• RECORDS PROVIDED:
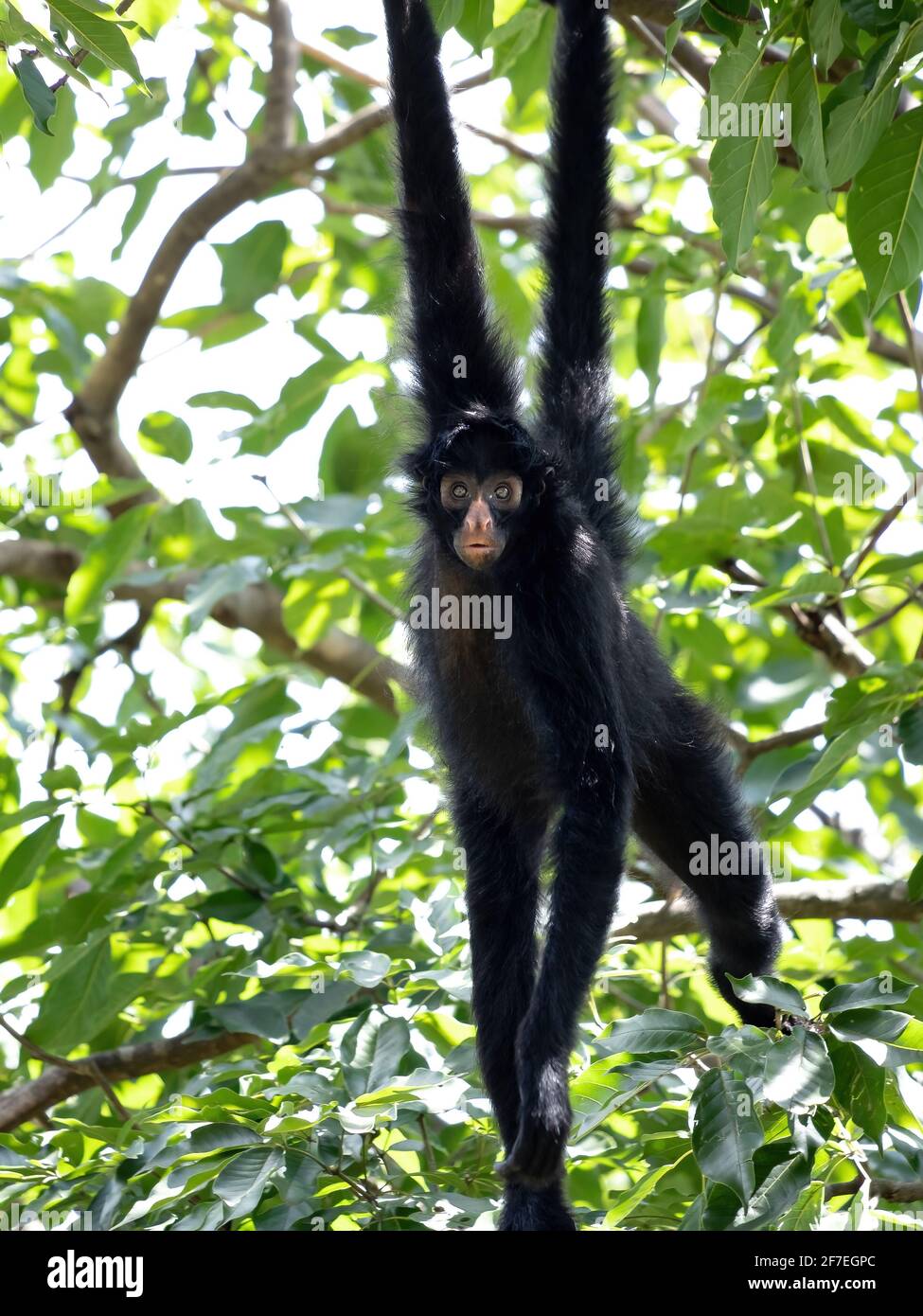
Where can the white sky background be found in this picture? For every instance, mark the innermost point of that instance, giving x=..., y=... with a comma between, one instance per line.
x=259, y=364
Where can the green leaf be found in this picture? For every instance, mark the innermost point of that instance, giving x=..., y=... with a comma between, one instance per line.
x=798, y=1070
x=855, y=129
x=806, y=122
x=883, y=989
x=252, y=266
x=769, y=991
x=639, y=1191
x=241, y=1182
x=777, y=1193
x=101, y=37
x=650, y=334
x=222, y=398
x=805, y=1214
x=915, y=880
x=910, y=725
x=741, y=168
x=27, y=858
x=654, y=1031
x=105, y=560
x=84, y=995
x=39, y=95
x=885, y=1025
x=860, y=1087
x=876, y=14
x=62, y=779
x=823, y=24
x=166, y=436
x=726, y=1132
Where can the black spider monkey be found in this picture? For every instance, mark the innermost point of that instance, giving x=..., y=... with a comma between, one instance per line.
x=575, y=721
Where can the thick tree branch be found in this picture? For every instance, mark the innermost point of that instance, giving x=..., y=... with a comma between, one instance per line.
x=279, y=131
x=257, y=607
x=886, y=1190
x=125, y=1062
x=865, y=898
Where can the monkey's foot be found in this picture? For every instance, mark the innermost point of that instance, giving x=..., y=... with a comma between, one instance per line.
x=538, y=1153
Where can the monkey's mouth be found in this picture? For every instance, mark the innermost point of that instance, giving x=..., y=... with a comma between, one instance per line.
x=479, y=554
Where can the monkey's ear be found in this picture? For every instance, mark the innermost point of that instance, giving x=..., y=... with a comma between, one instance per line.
x=548, y=474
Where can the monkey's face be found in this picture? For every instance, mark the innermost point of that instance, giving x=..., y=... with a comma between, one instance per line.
x=481, y=509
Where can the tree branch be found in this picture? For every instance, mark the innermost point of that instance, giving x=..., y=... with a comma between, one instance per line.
x=888, y=1190
x=279, y=131
x=865, y=898
x=256, y=607
x=27, y=1100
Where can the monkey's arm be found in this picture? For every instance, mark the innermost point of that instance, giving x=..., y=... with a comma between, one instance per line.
x=573, y=378
x=458, y=355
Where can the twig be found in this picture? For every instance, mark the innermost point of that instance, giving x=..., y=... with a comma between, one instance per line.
x=57, y=1083
x=86, y=1067
x=346, y=573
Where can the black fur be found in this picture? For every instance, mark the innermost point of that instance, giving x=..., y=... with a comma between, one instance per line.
x=572, y=731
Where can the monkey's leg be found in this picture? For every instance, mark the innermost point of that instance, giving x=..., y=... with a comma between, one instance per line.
x=590, y=843
x=687, y=807
x=504, y=858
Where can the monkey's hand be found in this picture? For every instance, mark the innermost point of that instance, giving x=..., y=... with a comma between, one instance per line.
x=544, y=1123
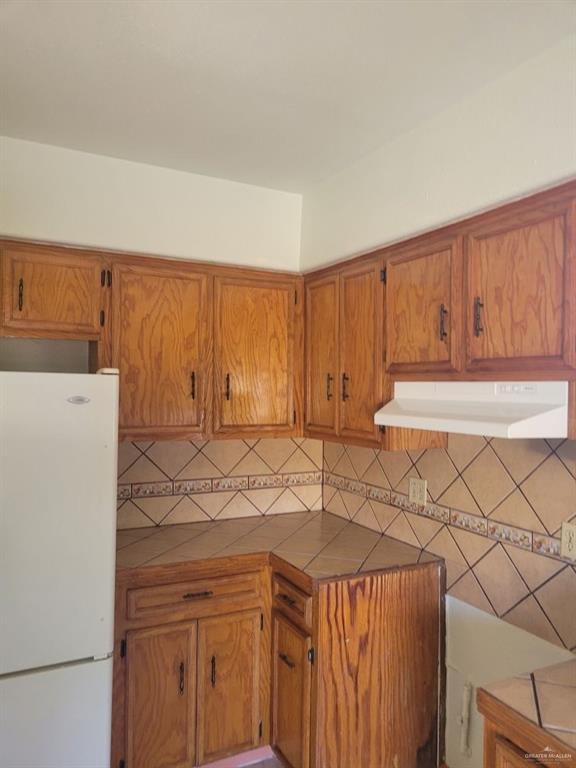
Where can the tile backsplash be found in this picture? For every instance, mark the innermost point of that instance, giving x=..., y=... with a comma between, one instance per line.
x=494, y=513
x=161, y=483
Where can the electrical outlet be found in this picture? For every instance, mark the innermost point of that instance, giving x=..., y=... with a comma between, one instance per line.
x=417, y=491
x=568, y=541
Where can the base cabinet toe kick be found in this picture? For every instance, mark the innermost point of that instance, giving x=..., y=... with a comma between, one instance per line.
x=219, y=657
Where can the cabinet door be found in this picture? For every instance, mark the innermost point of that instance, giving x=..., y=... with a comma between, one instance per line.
x=228, y=684
x=424, y=308
x=322, y=355
x=361, y=359
x=506, y=755
x=254, y=369
x=52, y=292
x=161, y=697
x=521, y=288
x=291, y=694
x=161, y=346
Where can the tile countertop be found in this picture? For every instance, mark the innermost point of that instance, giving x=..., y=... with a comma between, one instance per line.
x=318, y=543
x=547, y=697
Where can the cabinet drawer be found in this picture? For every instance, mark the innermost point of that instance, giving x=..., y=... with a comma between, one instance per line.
x=192, y=599
x=292, y=601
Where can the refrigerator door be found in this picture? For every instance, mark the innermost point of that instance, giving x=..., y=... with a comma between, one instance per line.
x=58, y=453
x=57, y=718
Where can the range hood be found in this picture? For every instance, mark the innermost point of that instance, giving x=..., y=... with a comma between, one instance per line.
x=491, y=408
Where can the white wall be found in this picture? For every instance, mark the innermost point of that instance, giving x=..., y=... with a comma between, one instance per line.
x=61, y=195
x=480, y=649
x=516, y=135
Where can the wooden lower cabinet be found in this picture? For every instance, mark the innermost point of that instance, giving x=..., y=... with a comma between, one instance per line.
x=161, y=697
x=228, y=685
x=292, y=672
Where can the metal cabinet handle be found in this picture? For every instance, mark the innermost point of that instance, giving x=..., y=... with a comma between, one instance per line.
x=286, y=599
x=478, y=307
x=213, y=671
x=442, y=332
x=197, y=595
x=287, y=660
x=345, y=380
x=329, y=380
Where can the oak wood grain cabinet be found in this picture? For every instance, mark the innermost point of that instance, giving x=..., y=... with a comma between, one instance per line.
x=161, y=343
x=52, y=292
x=322, y=344
x=521, y=288
x=292, y=674
x=161, y=698
x=255, y=359
x=228, y=685
x=424, y=307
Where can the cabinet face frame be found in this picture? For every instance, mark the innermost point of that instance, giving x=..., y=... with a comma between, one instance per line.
x=500, y=225
x=21, y=258
x=373, y=436
x=201, y=367
x=305, y=667
x=444, y=356
x=322, y=390
x=184, y=683
x=224, y=388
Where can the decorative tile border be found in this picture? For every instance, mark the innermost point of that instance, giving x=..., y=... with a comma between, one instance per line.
x=507, y=534
x=217, y=484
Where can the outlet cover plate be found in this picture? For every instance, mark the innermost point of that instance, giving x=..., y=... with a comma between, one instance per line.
x=417, y=491
x=568, y=541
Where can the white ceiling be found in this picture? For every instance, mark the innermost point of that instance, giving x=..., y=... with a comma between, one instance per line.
x=269, y=92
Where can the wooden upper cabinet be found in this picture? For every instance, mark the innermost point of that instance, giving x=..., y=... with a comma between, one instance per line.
x=424, y=308
x=161, y=697
x=254, y=355
x=161, y=344
x=322, y=385
x=52, y=292
x=291, y=692
x=521, y=289
x=361, y=362
x=228, y=685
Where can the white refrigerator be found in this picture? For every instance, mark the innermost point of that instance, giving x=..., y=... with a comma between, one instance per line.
x=58, y=449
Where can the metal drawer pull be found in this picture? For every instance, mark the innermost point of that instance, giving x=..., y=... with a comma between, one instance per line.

• INSTRUCTIONS FOR THE TASK:
For each record above, write out every line exactly and skip the pictures.

• SOLUTION BELOW:
Where can the white sky background be found in this picture? For every instance, mark the innermost point of that instance, giving x=..., y=... with a comma between, one instance per line.
x=259, y=364
Where can the green leaf be found in this picture? For every instance, mark the innermost point of that instance, giving x=..., y=... with a comma between, one instance per line.
x=798, y=1070
x=855, y=129
x=806, y=122
x=883, y=989
x=252, y=266
x=769, y=991
x=639, y=1191
x=241, y=1182
x=777, y=1193
x=101, y=37
x=650, y=334
x=222, y=398
x=805, y=1214
x=915, y=880
x=910, y=725
x=741, y=168
x=27, y=858
x=654, y=1031
x=105, y=560
x=84, y=995
x=39, y=95
x=885, y=1025
x=860, y=1087
x=876, y=14
x=62, y=779
x=823, y=24
x=166, y=436
x=726, y=1132
Where can the black spider monkey be found in this picture? For every instance, mark the innermost point of that instance, giving x=..., y=... with a comma between, one instance per line.
x=575, y=721
Where can the thick tree branch be found in this picture? For every instance, mark the innermost point of that instance, giving x=..., y=... with a comma between, one instance per line.
x=279, y=131
x=257, y=607
x=886, y=1190
x=125, y=1062
x=865, y=898
Where can the monkey's foot be found in this picture? For every instance, mark the innermost point of that instance, giving x=..., y=... with a comma between, one instance per line.
x=538, y=1153
Where can the monkey's mouth be found in this picture? For every instance, mark the innermost point of that instance, giving x=..., y=... with a comma between, one instance per line.
x=479, y=554
Where can the monkey's ear be found in this picture? For every instance, mark the innermost point of that instance, giving x=..., y=... with a comma between, one instance per line.
x=548, y=474
Where can the monkey's face be found in this picture? For every instance, mark the innermost point of that instance, giving x=..., y=... with a comma between, one instance per line.
x=481, y=509
Where can the tree branch be found in this picture? For every instance, mark the innermost point of that instance, giving x=..., y=... with a comma between, one instance per line.
x=888, y=1190
x=279, y=131
x=865, y=898
x=256, y=607
x=27, y=1100
Where can the monkey's arm be found in this picture? For every instance, mark the innermost point of that instance, giving x=..., y=... with a comma between, one instance per line.
x=573, y=378
x=458, y=355
Where can the twig be found in this picture? For every instance, mark the innermost point of that instance, giving x=..., y=... with a comma between, one instance per line.
x=57, y=1083
x=86, y=1067
x=346, y=573
Where can the black fur be found in this picture? For every instance, mark the innermost point of that instance, giving x=..., y=... with a comma between, one instance per line.
x=572, y=731
Where can the monkey's leg be found in this picture? For every instance, mark the innermost point of that instance, giving x=..., y=... with a comma between, one instance per line.
x=590, y=843
x=687, y=807
x=504, y=858
Where can the monkey's hand be found in this picture? For every instance, mark the innermost point of that instance, giving x=..., y=... with a comma between, one instance per line.
x=544, y=1123
Where can the tile backsplash be found in this picture? For every instance, mark the innermost point of that instance, giving x=..., y=... with a comma between, one instance per line.
x=494, y=513
x=161, y=483
Where can the electrical outlet be found in this picture? For every instance, mark the innermost point of that instance, giving x=..., y=... with a comma between, one instance per line.
x=417, y=491
x=568, y=541
Where can the base cabinet toe kick be found in this picture? For every instance, mark the innermost point of that instance, giving x=..., y=... with a comma between, one instance per line.
x=219, y=657
Where can the cabinet door be found in this picture? For every instance, mark the innermost point of that instance, giving x=..., y=... with a comma between, one instance per line.
x=228, y=684
x=424, y=308
x=322, y=355
x=361, y=359
x=506, y=755
x=254, y=369
x=52, y=292
x=161, y=697
x=521, y=288
x=291, y=694
x=161, y=346
Where can the tile countertop be found in this picture? For every instance, mark the innermost point of that instance, giving x=..., y=... with a comma between, one instance per line.
x=318, y=543
x=547, y=697
Where can the cabinet drawer be found in this picture? For every instance, mark the innermost point of that instance, giving x=..., y=... with a comma between, one instance per line.
x=192, y=599
x=292, y=601
Where can the refrigerator door be found in this picture? For every instance, mark the innermost point of that instance, giving x=..., y=... with a comma between, one instance per line.
x=58, y=453
x=57, y=718
Where can the range hood be found in this picture? For every instance, mark the innermost point of that instance, giving x=..., y=... with a comma between, one instance per line.
x=491, y=408
Where can the white wall be found in this picture? For every instance, mark the innermost point of that instance, giving x=..., y=... with a comma between, one instance per line.
x=61, y=195
x=480, y=649
x=516, y=135
Where can the wooden lower cabinet be found in this picture? For every instance, mark the innermost point of that instance, giving x=..., y=... with a comma between, one instance per line.
x=161, y=697
x=228, y=685
x=292, y=672
Where can the metal cabinet handle be found in this picture? For every instance, mark the innermost point of that instance, giving x=..., y=... with a comma between, one instance per line.
x=286, y=599
x=478, y=307
x=213, y=671
x=442, y=332
x=197, y=595
x=287, y=660
x=345, y=380
x=329, y=380
Where can the oak wood grain cabinet be found in this picture? For every instance, mark the innermost point of that instance, giving x=..., y=... with a comma between, one instance per line.
x=161, y=343
x=52, y=292
x=322, y=344
x=521, y=288
x=292, y=674
x=161, y=698
x=255, y=359
x=228, y=685
x=424, y=307
Where can the cabinet face frame be found in this picture? For every instance, mark the innermost point of that instance, giving x=..., y=... with a comma between, one instance per line.
x=500, y=225
x=21, y=258
x=373, y=436
x=201, y=367
x=305, y=667
x=444, y=356
x=322, y=390
x=184, y=683
x=224, y=388
Where can the decorative tile border be found in this picture? For every instance, mark the innermost point of that instance, giving x=..., y=... with a comma between, one instance per line.
x=507, y=534
x=217, y=484
Where can the outlet cover plate be found in this picture? For every instance, mark the innermost point of that instance, giving x=..., y=... with a comma between, one instance per line.
x=417, y=491
x=568, y=541
Where can the white ceiling be found in this picture? For every instance, mark the innermost point of that instance, giving x=..., y=... with a comma between, one instance per line.
x=269, y=92
Where can the wooden upper cabinet be found in this picture? For every instance, mark the innermost point of that instance, giving x=..., y=... with a comma between, one instance per line.
x=424, y=308
x=161, y=697
x=254, y=355
x=161, y=344
x=322, y=385
x=52, y=292
x=291, y=692
x=521, y=289
x=361, y=362
x=228, y=685
Where can the white refrigerator be found in this picture? For every instance, mark the innermost point of that instance, giving x=..., y=... with a comma between, one instance per line.
x=58, y=449
Where can the metal drawer pull be found in this picture? For every instance, mark the innermost point of that instance, giving x=..., y=... with a comma between, one instance per line.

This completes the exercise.